ASSIGNMENT 1
Could you give again the stretch of the bald eagle passage from "Last October my" through "enjoying the day.", word for word?
ASSIGNMENT 2
Does the bald eagle passage support each statement below? Answer yes or no for each and quote the deciding words. (a) The eagles were seen last spring. (b) Peregrine falcons rest on Louisville bridges. (c) The eagles were soaring above the Ohio River.

Last October my wife and I saw two bald eagles soaring above the Ohio River, against a perfect blue sky. This was right by downtown Louisville. Below the eagles were bridges, boats, cars, buildings, parks and people out enjoying the day.
Kentuckians used to have to go to places like Alaska to see bald eagles. When I was young, I read that “apex predators” like the bald eagle revealed the health of an ecosystem. Their absence was bad: toxins in the environment advanced up the food chain, and apex predators, who ate things that ate the toxins, died. Over my lifetime, birds of prey have returned. Owls hoot at night in the park near my house. Peregrine falcons rest on Louisville bridges. Hawks are everywhere.
So I understand those who are skeptical about claims that the Earth is in environmental peril. They might hear Rachel’s Martin’s statement in an October episode of “Morning Edition,” “The threat from climate change is so massive, so apocalyptic, it can be hard to wrap your head around.”

RECORDS
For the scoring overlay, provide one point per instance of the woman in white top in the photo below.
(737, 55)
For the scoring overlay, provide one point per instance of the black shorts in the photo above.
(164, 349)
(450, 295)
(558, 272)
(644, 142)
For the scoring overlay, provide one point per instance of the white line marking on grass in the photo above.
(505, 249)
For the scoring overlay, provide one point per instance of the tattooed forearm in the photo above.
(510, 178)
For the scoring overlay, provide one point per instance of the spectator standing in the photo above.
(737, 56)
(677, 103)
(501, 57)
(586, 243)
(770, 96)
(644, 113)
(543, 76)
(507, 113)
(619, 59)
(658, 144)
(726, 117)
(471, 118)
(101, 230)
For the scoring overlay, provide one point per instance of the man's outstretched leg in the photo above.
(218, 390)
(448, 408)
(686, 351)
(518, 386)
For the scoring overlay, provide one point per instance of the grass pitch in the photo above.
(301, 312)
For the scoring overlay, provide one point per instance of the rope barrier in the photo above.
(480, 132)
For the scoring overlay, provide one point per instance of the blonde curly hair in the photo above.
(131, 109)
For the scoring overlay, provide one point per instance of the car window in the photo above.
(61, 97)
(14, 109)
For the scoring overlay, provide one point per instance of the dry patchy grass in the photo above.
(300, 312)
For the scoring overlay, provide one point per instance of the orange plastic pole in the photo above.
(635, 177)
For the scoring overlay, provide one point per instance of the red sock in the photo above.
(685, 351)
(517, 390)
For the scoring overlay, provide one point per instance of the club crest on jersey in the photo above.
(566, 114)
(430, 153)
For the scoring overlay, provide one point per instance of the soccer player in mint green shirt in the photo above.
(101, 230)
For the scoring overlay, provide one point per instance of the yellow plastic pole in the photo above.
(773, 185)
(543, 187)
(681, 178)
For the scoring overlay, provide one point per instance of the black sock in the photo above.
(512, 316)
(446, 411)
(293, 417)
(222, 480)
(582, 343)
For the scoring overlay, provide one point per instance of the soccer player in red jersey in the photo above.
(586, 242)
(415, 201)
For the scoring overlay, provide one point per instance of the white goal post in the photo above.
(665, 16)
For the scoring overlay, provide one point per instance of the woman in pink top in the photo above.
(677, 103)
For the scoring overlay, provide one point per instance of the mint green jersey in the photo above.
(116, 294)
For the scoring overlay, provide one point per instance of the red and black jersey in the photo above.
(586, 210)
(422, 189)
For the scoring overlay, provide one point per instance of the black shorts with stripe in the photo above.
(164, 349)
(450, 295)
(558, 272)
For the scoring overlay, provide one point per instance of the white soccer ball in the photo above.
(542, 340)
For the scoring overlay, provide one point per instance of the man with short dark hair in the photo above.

EXPECTED ANSWER 1
Last October my wife and I saw two bald eagles soaring above the Ohio River, against a perfect blue sky. This was right by downtown Louisville. Below the eagles were bridges, boats, cars, buildings, parks and people out enjoying the day.

EXPECTED ANSWER 2
(a) No: "Last October my wife and I saw two bald eagles"
(b) Yes: "Peregrine falcons rest on Louisville bridges."
(c) Yes: "two bald eagles soaring above the Ohio River"